• [THE REQUEST]:
Set the listing down again in full, word for word, with the pictures left out.

• [PROVIDED ENTRIES]:
__________

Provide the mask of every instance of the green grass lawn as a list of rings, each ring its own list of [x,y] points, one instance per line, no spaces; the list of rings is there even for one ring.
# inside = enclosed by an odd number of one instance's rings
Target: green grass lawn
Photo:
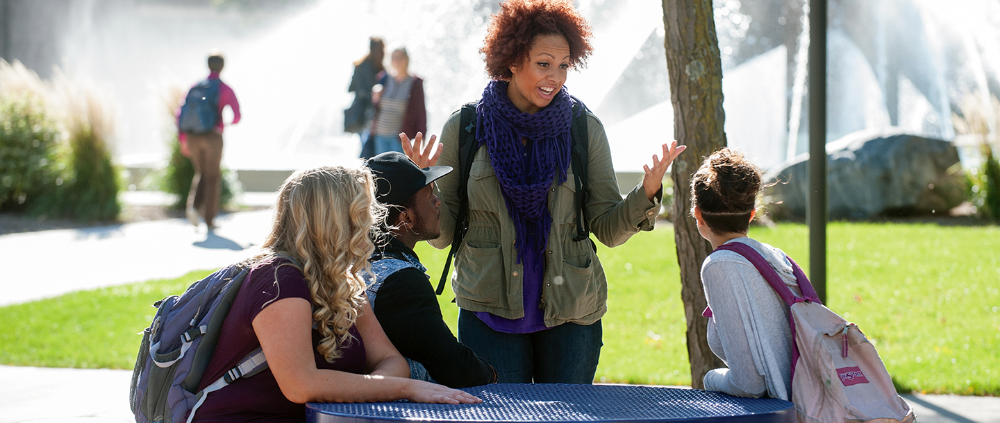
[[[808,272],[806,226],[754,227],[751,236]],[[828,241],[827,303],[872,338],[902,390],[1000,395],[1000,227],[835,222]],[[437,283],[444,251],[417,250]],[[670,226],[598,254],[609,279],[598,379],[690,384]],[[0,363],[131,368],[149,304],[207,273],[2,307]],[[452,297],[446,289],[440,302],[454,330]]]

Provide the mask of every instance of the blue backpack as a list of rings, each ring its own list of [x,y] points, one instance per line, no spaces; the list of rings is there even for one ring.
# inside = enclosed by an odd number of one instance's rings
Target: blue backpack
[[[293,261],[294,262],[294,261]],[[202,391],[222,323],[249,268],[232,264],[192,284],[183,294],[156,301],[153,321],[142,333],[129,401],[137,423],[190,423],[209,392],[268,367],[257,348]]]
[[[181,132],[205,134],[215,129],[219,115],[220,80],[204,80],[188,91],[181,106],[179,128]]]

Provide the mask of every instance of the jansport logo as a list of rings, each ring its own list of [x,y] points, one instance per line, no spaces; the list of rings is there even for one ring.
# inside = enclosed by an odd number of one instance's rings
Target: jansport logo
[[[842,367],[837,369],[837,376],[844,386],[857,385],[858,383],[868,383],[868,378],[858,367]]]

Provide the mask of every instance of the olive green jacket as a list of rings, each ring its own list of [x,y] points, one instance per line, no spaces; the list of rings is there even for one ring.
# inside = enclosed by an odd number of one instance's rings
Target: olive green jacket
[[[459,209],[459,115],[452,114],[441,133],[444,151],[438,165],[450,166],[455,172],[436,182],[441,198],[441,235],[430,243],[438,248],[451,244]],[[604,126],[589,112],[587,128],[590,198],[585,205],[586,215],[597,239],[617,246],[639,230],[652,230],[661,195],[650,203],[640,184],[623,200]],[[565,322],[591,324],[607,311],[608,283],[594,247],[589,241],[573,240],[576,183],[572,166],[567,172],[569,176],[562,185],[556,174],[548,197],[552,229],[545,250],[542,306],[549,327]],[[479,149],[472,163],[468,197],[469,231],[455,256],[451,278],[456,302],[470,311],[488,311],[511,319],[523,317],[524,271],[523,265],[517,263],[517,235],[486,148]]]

__________

• [EXPECTED OUTPUT]:
Provide the mask of every instance of the green grass lawn as a list of rings, each ring its own list of [x,y] points, one instance per line, no spaces; the list of rings is there even for one ring.
# inside = enclosed by an odd number of one instance's rings
Target: green grass lawn
Photo:
[[[808,272],[806,226],[754,227],[751,236]],[[828,241],[827,303],[872,338],[902,390],[1000,395],[1000,227],[835,222]],[[437,283],[444,251],[417,250]],[[670,226],[598,254],[609,279],[598,379],[690,384]],[[0,363],[131,368],[149,304],[207,273],[2,307]],[[452,297],[446,289],[440,302],[454,330]]]

Provide the mask of every instance of the blue backpack as a list of rings, each ring its own list of [x,y] points, one instance per line, no spaces; the list of rings is there even for one ring.
# inside = enclosed by an odd number of one instance's rings
Target: blue backpack
[[[293,261],[294,262],[294,261]],[[202,391],[222,323],[249,268],[232,264],[192,284],[183,294],[156,301],[153,321],[142,333],[129,401],[137,423],[190,423],[209,392],[268,367],[257,348]]]
[[[181,132],[205,134],[215,129],[219,115],[220,80],[204,80],[188,91],[181,106],[179,128]]]

Provide the mask of every instance of the jansport logo as a list of rings, each ring its own list of [x,y] points, one instance per line, no spaces; the list of rings is there even for one ring.
# inside = enclosed by an odd number of one instance's rings
Target: jansport logo
[[[842,367],[837,369],[837,376],[844,386],[857,385],[858,383],[868,383],[868,378],[858,367]]]

Provide the mask of every instance of the olive green jacket as a list of rings, each ring its own list of [x,y] points, one instance per line, no spaces; the list of rings is there even for one ring.
# inside = enclosed by an odd number of one instance's rings
Target: olive green jacket
[[[459,209],[459,115],[452,114],[441,133],[444,151],[438,165],[450,166],[455,172],[436,182],[441,198],[441,235],[430,243],[438,248],[451,244]],[[604,126],[589,112],[587,128],[590,198],[585,205],[586,215],[597,239],[617,246],[639,230],[652,230],[661,195],[650,203],[640,184],[623,200]],[[565,322],[591,324],[607,311],[608,283],[594,247],[589,241],[573,240],[576,183],[572,166],[567,172],[569,176],[562,185],[556,174],[548,197],[552,229],[545,250],[542,306],[549,327]],[[479,149],[472,163],[468,197],[469,231],[455,256],[451,278],[456,302],[470,311],[488,311],[511,319],[523,317],[524,271],[523,265],[517,263],[517,235],[486,148]]]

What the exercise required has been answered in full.